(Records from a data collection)
== == ==
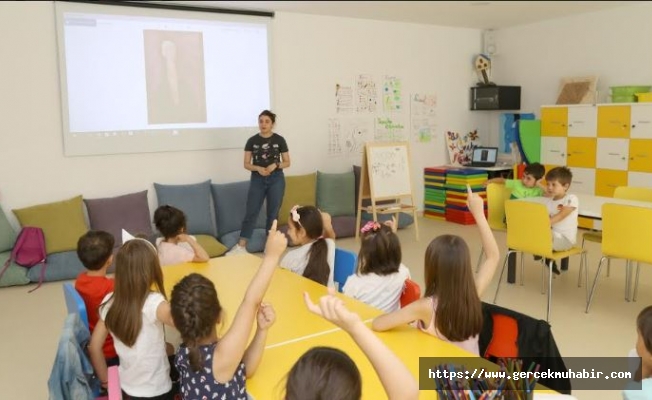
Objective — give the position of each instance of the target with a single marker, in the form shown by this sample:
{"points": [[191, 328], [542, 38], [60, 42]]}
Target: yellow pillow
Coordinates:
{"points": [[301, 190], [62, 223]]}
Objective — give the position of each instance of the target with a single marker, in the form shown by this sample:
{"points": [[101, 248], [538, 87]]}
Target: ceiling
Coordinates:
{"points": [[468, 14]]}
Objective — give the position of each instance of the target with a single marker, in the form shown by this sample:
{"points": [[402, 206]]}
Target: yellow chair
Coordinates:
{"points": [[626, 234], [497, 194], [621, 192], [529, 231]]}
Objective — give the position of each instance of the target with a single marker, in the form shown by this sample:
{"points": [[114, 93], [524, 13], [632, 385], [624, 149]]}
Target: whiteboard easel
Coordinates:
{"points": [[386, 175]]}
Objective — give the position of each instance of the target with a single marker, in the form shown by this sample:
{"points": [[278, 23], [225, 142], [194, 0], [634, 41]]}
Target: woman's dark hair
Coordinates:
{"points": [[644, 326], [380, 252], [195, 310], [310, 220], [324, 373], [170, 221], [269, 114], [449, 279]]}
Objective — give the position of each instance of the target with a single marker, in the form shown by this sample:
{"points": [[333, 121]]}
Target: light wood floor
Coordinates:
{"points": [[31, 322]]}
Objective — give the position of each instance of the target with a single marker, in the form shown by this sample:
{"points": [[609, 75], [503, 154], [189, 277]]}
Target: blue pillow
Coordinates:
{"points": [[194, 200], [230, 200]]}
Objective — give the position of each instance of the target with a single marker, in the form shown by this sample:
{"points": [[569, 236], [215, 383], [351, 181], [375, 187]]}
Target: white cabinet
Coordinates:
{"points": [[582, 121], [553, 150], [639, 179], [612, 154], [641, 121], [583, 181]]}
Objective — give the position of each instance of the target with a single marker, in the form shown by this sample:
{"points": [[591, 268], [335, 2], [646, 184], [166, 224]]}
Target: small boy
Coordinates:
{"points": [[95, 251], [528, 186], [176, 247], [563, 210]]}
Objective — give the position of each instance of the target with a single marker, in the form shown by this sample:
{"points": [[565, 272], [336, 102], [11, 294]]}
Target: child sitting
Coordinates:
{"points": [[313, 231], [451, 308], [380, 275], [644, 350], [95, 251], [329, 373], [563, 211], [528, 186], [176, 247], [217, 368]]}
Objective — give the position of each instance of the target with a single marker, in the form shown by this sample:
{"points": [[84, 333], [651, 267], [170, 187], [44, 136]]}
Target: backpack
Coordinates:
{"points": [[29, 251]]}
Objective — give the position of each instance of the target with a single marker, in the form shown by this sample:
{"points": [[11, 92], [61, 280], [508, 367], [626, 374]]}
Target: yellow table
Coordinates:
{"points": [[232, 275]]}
== == ==
## REQUIRED TASK
Copy every line above word for word and exclude the pictures.

## THE RESULT
Objective — give the position of each instance of the target with a single marker, in the form shown by this sample:
{"points": [[191, 328], [542, 38], [60, 42]]}
Target: yellow pillow
Coordinates:
{"points": [[301, 190], [62, 223]]}
Objective — give the position of each instance of the target with a single marker, in the form shown by this sample:
{"points": [[101, 248], [538, 87]]}
Target: ceiling
Coordinates:
{"points": [[468, 14]]}
Objective — give the position of each instance of the target with a single marker, in the form shown by this sample:
{"points": [[402, 206]]}
Target: yellow chair
Coordinates:
{"points": [[626, 234], [497, 194], [621, 192], [529, 231]]}
Objective — give the position of each instance of the target with a single marker, in the form shown by this sample:
{"points": [[114, 93], [524, 13], [632, 385], [624, 149]]}
Target: whiteboard easel
Coordinates:
{"points": [[386, 175]]}
Objective — give the position of each instance of the target with a single marker, in the form shown by this sample:
{"points": [[278, 23], [225, 142], [194, 0], [634, 41]]}
Target: woman's dark hair
Coordinates:
{"points": [[644, 326], [380, 252], [195, 310], [310, 220], [324, 373], [170, 221], [269, 114], [449, 279]]}
Objective — give the position of each instance of the target with a single marker, in the form shown by this sample:
{"points": [[333, 121]]}
Target: light wood floor
Coordinates:
{"points": [[31, 322]]}
Objective — give the position of each instance of the target with a single marker, in the form shown by this sample:
{"points": [[609, 75], [503, 154], [189, 277]]}
Target: blue pillow
Coordinates:
{"points": [[194, 200], [230, 200]]}
Objective — give the position of each instance of the target with a single marker, in the form shown by this sample:
{"points": [[569, 236], [215, 383], [351, 181], [375, 187]]}
Target: white cabinet
Coordinates:
{"points": [[582, 121], [553, 150], [639, 179], [612, 154], [641, 121], [583, 181]]}
Objective — give the position of each instance of the target with a single marker, in the form shown by this sample:
{"points": [[591, 268], [335, 2], [646, 184], [166, 224]]}
Target: small boy
Coordinates:
{"points": [[95, 251], [528, 186], [176, 247], [563, 210]]}
Objective — give the position of each instance of the target with a single marker, in the form shown by this sample:
{"points": [[565, 272], [336, 102], [11, 294]]}
Target: child sitting
Coordinates:
{"points": [[313, 231], [451, 308], [380, 275], [644, 350], [95, 251], [329, 373], [563, 211], [528, 186], [176, 247], [217, 368]]}
Objective — give the position of each instance of the target with a single marker, in the form shown by this sample:
{"points": [[84, 333], [651, 267], [170, 187], [44, 136]]}
Target: backpack
Coordinates:
{"points": [[29, 251]]}
Objective — give the position of each instance of the target with a single marker, in the form shown by this sample:
{"points": [[11, 92], [61, 280], [508, 367], [626, 374]]}
Target: yellow table
Coordinates:
{"points": [[232, 275]]}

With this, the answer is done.